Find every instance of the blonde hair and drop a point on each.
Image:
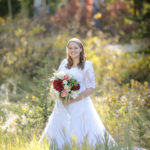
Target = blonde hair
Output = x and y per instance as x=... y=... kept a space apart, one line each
x=82 y=54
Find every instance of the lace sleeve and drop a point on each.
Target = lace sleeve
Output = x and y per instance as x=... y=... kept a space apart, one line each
x=61 y=65
x=89 y=75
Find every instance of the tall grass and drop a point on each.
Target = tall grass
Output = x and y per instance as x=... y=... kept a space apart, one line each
x=24 y=142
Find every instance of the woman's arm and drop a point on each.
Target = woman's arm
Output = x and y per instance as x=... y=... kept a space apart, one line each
x=82 y=95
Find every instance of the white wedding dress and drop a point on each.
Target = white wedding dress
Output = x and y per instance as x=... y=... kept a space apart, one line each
x=79 y=118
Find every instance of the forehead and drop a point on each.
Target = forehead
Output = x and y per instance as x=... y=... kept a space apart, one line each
x=73 y=44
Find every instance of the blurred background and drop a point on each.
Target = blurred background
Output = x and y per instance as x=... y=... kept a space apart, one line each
x=33 y=37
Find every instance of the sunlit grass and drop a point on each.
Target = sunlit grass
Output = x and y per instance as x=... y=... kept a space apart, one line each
x=23 y=142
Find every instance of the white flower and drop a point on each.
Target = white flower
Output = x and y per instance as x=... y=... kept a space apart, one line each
x=74 y=94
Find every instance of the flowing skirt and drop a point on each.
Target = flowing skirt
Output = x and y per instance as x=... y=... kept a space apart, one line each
x=79 y=120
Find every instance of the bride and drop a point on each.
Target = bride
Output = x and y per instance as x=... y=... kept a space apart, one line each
x=79 y=119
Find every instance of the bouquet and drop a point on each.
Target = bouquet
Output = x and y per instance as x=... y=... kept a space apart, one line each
x=64 y=86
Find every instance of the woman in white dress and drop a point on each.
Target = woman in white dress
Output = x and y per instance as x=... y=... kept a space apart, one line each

→ Your task:
Write the material out again exactly as it appears, dropping the pictures.

→ Answer to the problem:
Find every instance of the blonde hair and drop a point on each.
Image:
Target = blonde hair
Output = x and y per instance as x=... y=... kept a space apart, one line each
x=82 y=54
Find every instance of the lace sleeve and drop a point on each.
Target = lace sleeve
Output = x and y per instance as x=... y=... kept a space apart, one line each
x=61 y=65
x=89 y=75
Find every instance of the tall grass and drop a point on each.
Target = tall grass
Output = x and y per instance as x=... y=... kept a space apart, one line each
x=24 y=142
Find every instance of the woman's arm and drop a point on each.
Target = woman's arm
Output = x and y per instance as x=... y=... kept a space apart, one line each
x=82 y=95
Find every instance of the white wedding dress and drop a point on each.
Target = white wedding dress
Output = x and y per instance as x=... y=... kept a space apart, one line each
x=79 y=118
Find every instance of the forehead and drop a point on each.
Target = forehead
Output = x and y per instance as x=... y=... kept a space apart, one line each
x=73 y=44
Find every instance of the blurred background and drop a point on each.
Target = blurred background
Output = x and y per instance as x=... y=... kept a space apart, one line each
x=33 y=37
Find every instance of the sunlit grass and drop a point on each.
Target = sunlit grass
Output = x and y per instance as x=... y=... kept a space apart, one line each
x=23 y=142
Find every instance of the white flower and drop a point on each.
Target = white flower
Output = x and y per instance as x=... y=... kept a space apart, one line each
x=74 y=94
Find every instance of the flowing skirt and drop a point on each.
Target = flowing skirt
Output = x and y per instance as x=... y=... kept a space apart, one line each
x=79 y=120
Find every instance of the bride and drop a point on each.
Target = bride
Output = x and y per instance as x=... y=... kept a space apart, one line each
x=79 y=119
Find every instance of the bouquet and drop a point on each.
Target = bouquet
Output = x and y per instance as x=... y=... kept a space apart, one line each
x=64 y=86
Find every instance of the woman in white dress and drop a point on each.
Target = woman in white dress
Output = x and y per instance as x=... y=... kept a space apart, one line each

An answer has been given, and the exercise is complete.